• _Input data_
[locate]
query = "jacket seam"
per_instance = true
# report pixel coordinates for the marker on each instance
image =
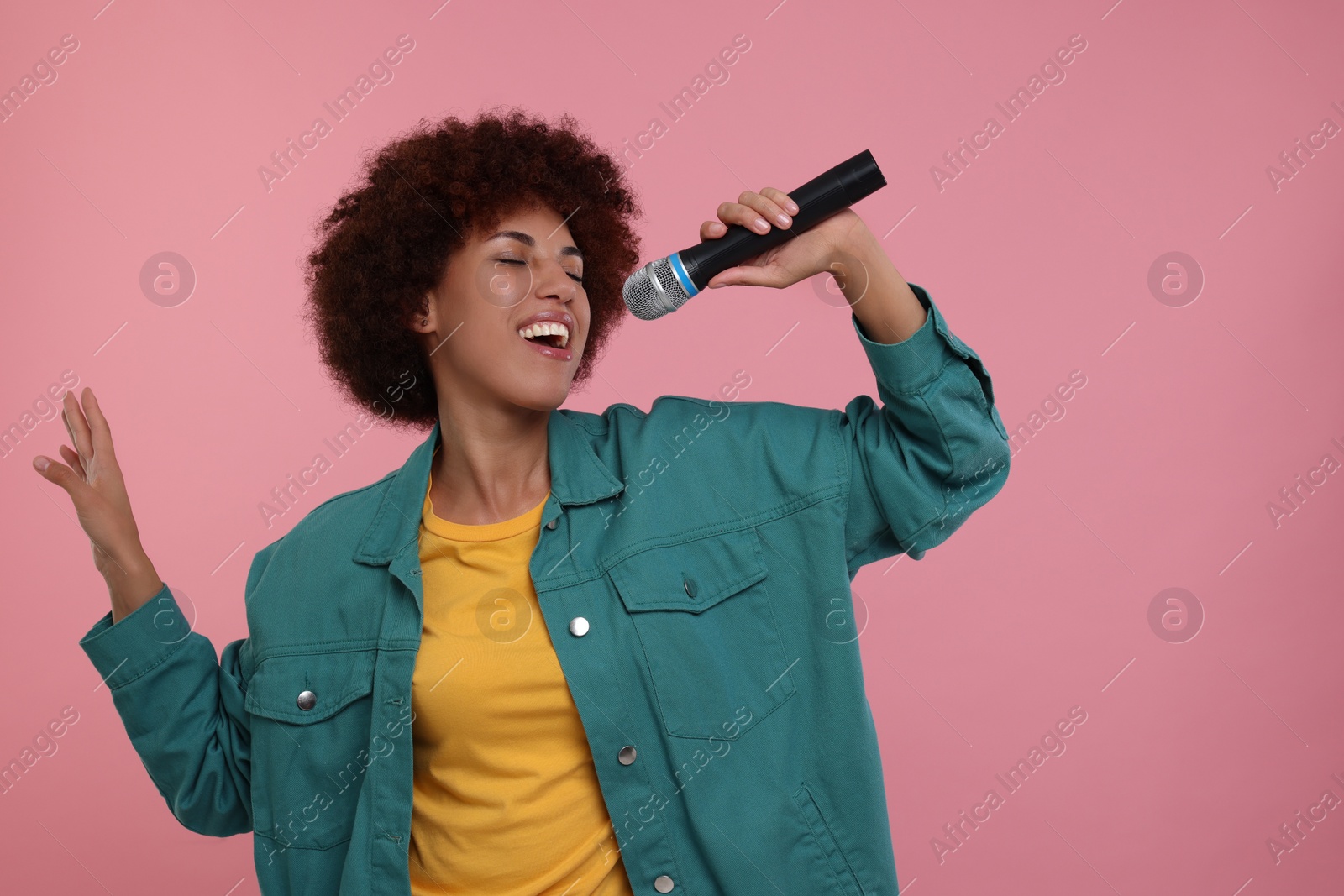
(152, 667)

• _What this task involves_
Swap "jacket" for "coat" wherever it occurs in the rows above, keeping all other text the same, and give the rows again without the pictures.

• _Expected answer_
[locate]
query = "coat seam"
per_instance = true
# report pixel coordinates for the marker on each instance
image =
(152, 667)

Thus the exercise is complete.